- _Aim of the task_
Copy out each record below, exactly as given.

===== Records provided =====

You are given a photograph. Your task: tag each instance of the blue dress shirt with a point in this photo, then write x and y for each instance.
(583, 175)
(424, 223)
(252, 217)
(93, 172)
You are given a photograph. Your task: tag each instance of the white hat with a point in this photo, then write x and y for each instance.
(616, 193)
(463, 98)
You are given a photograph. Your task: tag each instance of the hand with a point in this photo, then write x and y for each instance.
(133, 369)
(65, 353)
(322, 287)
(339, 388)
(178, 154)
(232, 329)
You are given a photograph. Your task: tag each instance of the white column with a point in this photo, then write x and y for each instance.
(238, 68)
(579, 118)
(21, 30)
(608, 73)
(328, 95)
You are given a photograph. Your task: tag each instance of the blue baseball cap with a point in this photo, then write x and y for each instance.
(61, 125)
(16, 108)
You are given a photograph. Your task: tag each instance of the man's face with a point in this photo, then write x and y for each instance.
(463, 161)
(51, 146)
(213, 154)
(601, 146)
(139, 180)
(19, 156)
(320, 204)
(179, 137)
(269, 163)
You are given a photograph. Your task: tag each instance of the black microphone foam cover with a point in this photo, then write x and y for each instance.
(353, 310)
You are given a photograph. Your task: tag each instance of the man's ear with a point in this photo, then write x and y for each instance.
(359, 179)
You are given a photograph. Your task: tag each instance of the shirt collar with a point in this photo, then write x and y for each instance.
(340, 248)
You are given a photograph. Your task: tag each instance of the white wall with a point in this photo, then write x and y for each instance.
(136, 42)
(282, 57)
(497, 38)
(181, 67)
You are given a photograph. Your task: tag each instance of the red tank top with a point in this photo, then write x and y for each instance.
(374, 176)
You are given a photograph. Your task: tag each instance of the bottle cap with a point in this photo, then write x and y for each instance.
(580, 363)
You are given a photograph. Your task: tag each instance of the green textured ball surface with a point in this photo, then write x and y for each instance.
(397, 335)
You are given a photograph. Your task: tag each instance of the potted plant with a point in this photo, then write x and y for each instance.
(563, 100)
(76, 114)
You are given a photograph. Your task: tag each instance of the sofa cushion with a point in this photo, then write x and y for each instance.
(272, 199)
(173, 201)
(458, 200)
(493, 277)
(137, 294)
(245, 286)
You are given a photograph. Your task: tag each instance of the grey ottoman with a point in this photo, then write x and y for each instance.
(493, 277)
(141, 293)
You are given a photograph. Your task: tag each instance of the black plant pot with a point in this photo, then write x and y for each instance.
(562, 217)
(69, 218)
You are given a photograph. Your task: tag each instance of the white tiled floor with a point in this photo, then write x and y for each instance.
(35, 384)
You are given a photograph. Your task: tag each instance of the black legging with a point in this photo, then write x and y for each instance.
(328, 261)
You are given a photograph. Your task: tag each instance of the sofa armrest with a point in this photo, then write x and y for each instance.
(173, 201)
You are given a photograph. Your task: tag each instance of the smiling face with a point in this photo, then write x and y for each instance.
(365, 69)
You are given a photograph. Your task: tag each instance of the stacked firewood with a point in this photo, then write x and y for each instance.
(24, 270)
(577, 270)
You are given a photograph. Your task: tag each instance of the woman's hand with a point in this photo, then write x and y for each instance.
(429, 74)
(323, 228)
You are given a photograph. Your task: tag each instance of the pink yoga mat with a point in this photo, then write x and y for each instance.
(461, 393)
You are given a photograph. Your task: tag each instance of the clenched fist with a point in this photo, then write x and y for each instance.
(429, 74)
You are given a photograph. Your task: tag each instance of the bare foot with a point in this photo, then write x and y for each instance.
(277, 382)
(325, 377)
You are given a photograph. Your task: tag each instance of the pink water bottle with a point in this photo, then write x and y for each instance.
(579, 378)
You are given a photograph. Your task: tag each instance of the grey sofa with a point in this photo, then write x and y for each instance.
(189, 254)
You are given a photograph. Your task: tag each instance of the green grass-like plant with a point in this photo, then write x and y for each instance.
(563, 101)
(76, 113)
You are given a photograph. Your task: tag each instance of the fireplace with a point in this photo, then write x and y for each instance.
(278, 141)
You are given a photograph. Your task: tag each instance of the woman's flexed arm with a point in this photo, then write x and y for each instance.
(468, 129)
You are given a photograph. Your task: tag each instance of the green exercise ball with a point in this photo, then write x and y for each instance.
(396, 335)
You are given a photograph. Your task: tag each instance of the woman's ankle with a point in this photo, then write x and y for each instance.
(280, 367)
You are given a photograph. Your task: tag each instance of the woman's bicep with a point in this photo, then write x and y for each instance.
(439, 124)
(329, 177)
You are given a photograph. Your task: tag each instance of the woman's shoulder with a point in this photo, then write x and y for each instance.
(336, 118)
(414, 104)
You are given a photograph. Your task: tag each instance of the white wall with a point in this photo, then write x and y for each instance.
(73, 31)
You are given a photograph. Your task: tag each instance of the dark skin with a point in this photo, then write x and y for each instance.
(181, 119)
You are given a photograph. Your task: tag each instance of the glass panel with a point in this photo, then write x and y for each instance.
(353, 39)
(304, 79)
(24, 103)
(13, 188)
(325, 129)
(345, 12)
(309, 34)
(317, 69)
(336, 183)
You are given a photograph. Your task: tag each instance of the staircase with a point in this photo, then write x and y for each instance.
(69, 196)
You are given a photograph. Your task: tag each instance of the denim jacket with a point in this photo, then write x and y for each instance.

=====

- _Answer box_
You are given a photograph. Your task: tag each instance of the blue dress shirt with a point in this photo, then write x and y for each instance.
(583, 175)
(424, 223)
(252, 217)
(93, 172)
You are given a photograph. Your task: tag each instance of the white hat with a point in this photo, then write x and y for each instance.
(616, 193)
(463, 98)
You are given a photograph. Your task: tag each instance of the hand with a point in this photo, then write x and y for each instance.
(133, 369)
(65, 353)
(322, 287)
(339, 388)
(178, 154)
(232, 329)
You are given a photograph. Your task: tag each instance of the white column with a point in this photo, then write x and y for each instance.
(238, 68)
(579, 118)
(21, 30)
(608, 73)
(328, 95)
You are given a photograph. Your task: tag each instance of the blue baseball cap with a point in this photo, then write x and y for each instance.
(61, 125)
(16, 108)
You are given a photograph. Your task: tag each instance of the man's face with a point in this photo, then write x and y for each instance.
(463, 161)
(51, 146)
(213, 154)
(601, 146)
(139, 180)
(19, 156)
(320, 204)
(179, 137)
(269, 163)
You are given a photograph. Your task: tag each instance of the black microphone foam cover with a point in this photo, then write x and y for each instance.
(353, 310)
You are given a photograph. Your task: tag each instance of the man's ear with a point in this photo, then write x and y for each instance.
(359, 179)
You are given a photograph. Your task: tag each instance of the shirt collar with a point in this photo, then write x and y for each instance.
(340, 248)
You are given a photograph. Your task: tag each instance of the white wall with a point in this photo, then write x and y for each instance.
(136, 42)
(282, 57)
(497, 38)
(181, 67)
You are given a photograph. Your task: tag each instance of the red tank top with a point in this photo, then write x and y for each instance.
(374, 176)
You are given a photograph. Your task: tag each instance of the bottle cap with a point in this photo, then write x and y for each instance.
(580, 363)
You are given a photograph. Your task: tag each instance of the green textured ball surface with a point in this photo, then write x and y for each instance.
(397, 335)
You are given a photograph. Your task: tag each instance of the potted plant with a point in this photo, then write x and y for each instance.
(563, 100)
(76, 114)
You are given a photograph. Your task: tag each instance of the sofa cushion with a point in this photo, then write x and y for each instance.
(272, 199)
(173, 201)
(458, 200)
(493, 277)
(137, 294)
(245, 286)
You are given a photograph. Your task: tag each instance of the grey ottoman with a point in this photo, then write x and y for each instance.
(493, 277)
(141, 293)
You are given a photograph. Your task: tag each instance of the black plant pot with a point in this photo, then write x and y for each instance.
(562, 217)
(69, 218)
You are given a photograph. Your task: tag each instance of the white tiled floor with a point in this photo, then write x and y for each instance.
(35, 384)
You are given a photograph. Your task: tag each instance of the black legging with a point in this photo, then write x and y for each instance.
(328, 261)
You are given a photograph. Your task: tag each instance of the sofa armrest with a point in this photo, then write x and y for each instance.
(173, 201)
You are given a photograph. Your task: tag each instance of the smiling face with a point in this photo, then write x and y for each instance.
(365, 69)
You are given a photograph. Your task: tag each instance of the stacked firewood with a point in this photo, then write x and y for each instance.
(24, 270)
(577, 270)
You are given a photograph. Your task: tag each instance of the woman's hand with a point in this photo, then write x and y for each instance.
(429, 74)
(323, 228)
You are given a photograph. Your task: tag each instance of the pink yoga mat with a point in this photo, then write x and y for each instance.
(461, 393)
You are given a photograph. Your task: tag each instance of the clenched fist with a point in this photo, then write x and y for each instance.
(429, 74)
You are given a photograph. Your task: tag each instance of the bare foot with a point in this photo, then write x and y for each instance.
(277, 382)
(325, 377)
You are given a photograph. Your task: tag each instance of the pink water bottle with a point in this photo, then write x and y for each instance.
(579, 378)
You are given a photograph. Your task: tag each instance of the grey sofa with a point in this photo, then write x and y for each instance.
(189, 254)
You are given a photograph. Your task: tag each instance of the green grass-like plant with a point in this photo, then write x and y for each instance.
(563, 101)
(76, 113)
You are given a photograph. Your task: tag each instance of the fireplace with a point in this photo, then write x and y for each instance.
(278, 141)
You are given a photograph. Your task: tag each instance of the woman's flexed arm with a point in this photo, then write x and y for each instance.
(468, 129)
You are given a photograph. Your task: tag each instance of the green exercise ball with a point in this photo, then write x and y for each instance.
(396, 335)
You are given a photograph. Your task: tag each instance of the woman's ankle with a point in this photo, then write x and y for each instance.
(280, 367)
You are given a photograph. Your task: tag each instance of the woman's bicep with a point in this photo, then write x and y for each instance.
(439, 124)
(329, 177)
You are given a photograph. Your task: tag each instance of the woman's shoulder with a point in this photo, then write x and y for each instance.
(336, 118)
(414, 104)
You are given a photograph. Your task: tag each instance of the white wall with a point in this photo, then write x and y for each instance.
(73, 31)
You are given a photograph. Your task: tag each instance of the dark skin with a point in this photo, then write x and y for each instance.
(181, 119)
You are given a photograph. Your task: tag each instance of the glass panel with a point in this photo, then write x and y for each instance.
(353, 39)
(304, 79)
(24, 103)
(13, 188)
(325, 129)
(345, 12)
(309, 34)
(317, 69)
(336, 183)
You are given a photograph. Your task: tag each instance of the staircase with a point in this photo, then write x and y for each instance.
(69, 196)
You are given a photograph. Your task: tag each instance of the denim jacket with a point in this photo, then write x and y for each instance.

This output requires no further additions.